## Start

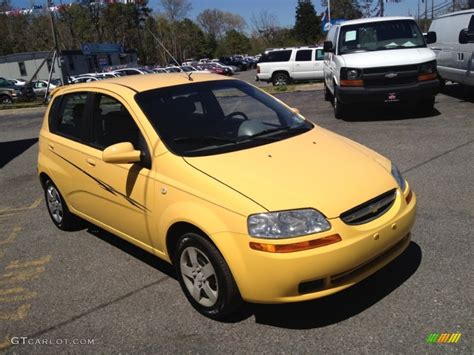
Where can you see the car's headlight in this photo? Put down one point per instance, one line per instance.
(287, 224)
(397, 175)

## End
## Start

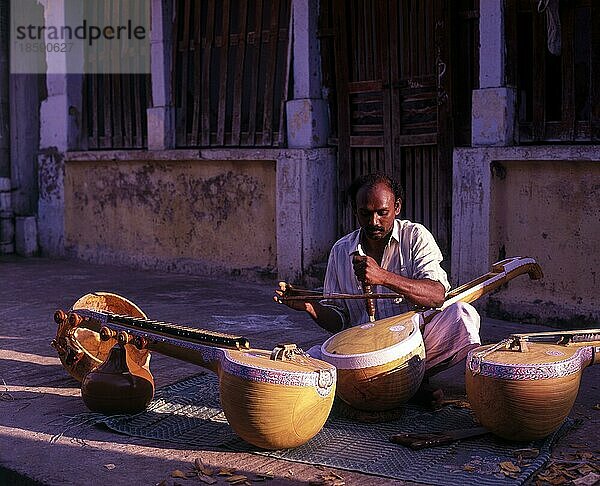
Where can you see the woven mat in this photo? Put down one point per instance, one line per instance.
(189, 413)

## End

Directions: Gather every row of the records above that contains the string "line", with case counting.

Answer for the task:
Where can you see the car's headlight in this photo? Put down one point per instance, one line per instance.
Where can you see the woven mat in this photo? Put down one point per instance, one line per instance.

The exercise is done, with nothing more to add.